State how many lines in the records below contain the word "floor", and reply with only that number.

***** EXERCISE MATERIAL

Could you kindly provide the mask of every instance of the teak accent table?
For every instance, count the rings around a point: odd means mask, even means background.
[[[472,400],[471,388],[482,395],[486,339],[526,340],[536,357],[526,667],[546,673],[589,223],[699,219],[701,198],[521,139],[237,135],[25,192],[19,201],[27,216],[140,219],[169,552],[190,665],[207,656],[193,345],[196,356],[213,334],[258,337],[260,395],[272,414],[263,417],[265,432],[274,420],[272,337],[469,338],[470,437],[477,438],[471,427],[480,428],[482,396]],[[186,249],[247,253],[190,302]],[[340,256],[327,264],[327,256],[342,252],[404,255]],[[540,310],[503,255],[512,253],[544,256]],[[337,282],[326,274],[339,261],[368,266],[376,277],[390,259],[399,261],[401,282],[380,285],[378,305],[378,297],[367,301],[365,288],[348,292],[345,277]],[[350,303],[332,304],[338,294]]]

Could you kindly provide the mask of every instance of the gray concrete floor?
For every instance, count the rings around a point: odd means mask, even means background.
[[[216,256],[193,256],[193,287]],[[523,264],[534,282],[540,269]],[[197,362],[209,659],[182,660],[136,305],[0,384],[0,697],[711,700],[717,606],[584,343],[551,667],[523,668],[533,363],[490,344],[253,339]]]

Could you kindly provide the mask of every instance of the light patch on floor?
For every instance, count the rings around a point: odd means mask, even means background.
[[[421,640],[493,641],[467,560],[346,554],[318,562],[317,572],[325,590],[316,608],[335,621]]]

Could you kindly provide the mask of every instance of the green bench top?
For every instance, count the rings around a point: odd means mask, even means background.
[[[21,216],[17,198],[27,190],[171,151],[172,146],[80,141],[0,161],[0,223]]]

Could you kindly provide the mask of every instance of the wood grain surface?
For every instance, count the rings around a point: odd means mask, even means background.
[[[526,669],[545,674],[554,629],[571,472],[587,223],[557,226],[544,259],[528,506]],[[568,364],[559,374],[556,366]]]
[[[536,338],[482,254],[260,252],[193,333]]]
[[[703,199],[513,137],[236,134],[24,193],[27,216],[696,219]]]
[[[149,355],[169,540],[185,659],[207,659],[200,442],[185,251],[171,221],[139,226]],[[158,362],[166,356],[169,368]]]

**********
***** EXERCISE MATERIAL

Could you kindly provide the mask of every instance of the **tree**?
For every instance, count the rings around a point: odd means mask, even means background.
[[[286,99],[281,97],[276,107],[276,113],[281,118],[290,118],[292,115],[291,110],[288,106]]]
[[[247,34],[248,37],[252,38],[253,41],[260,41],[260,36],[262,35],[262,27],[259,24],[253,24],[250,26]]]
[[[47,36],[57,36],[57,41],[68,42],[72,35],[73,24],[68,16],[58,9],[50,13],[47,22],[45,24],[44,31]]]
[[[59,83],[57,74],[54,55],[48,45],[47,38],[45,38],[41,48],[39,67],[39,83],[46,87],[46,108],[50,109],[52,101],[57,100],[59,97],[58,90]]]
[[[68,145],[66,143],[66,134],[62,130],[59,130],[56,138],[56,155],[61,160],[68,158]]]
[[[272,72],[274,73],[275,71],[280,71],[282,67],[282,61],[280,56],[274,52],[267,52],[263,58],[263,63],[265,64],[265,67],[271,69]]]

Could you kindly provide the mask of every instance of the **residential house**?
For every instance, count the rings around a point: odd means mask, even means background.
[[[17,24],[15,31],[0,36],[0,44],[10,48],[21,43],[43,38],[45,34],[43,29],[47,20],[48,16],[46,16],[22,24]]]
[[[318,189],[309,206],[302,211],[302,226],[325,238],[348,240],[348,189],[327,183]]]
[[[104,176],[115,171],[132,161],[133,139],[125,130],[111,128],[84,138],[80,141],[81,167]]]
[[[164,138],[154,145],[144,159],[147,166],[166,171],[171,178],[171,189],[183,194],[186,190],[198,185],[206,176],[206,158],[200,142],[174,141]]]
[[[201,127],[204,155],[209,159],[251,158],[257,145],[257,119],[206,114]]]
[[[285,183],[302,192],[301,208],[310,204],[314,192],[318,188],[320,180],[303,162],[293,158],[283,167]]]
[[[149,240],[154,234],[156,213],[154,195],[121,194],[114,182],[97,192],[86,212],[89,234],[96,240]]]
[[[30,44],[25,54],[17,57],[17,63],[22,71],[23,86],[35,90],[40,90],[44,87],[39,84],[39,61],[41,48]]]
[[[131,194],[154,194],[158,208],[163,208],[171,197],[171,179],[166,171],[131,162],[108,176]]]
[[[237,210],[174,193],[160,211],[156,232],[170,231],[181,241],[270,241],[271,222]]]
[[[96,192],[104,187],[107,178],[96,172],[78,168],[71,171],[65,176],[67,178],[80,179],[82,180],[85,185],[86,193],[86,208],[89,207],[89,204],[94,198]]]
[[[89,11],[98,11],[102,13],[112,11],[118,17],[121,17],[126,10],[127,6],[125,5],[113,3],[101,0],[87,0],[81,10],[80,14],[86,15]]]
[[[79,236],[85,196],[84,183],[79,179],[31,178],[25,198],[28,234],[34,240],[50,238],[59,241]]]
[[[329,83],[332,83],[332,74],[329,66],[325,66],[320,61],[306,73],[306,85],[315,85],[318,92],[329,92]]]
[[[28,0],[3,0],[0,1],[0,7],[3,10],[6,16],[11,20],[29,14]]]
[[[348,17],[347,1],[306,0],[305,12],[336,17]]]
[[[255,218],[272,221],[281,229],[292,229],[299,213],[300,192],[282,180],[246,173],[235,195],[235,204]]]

**********

• EXPECTED OUTPUT:
2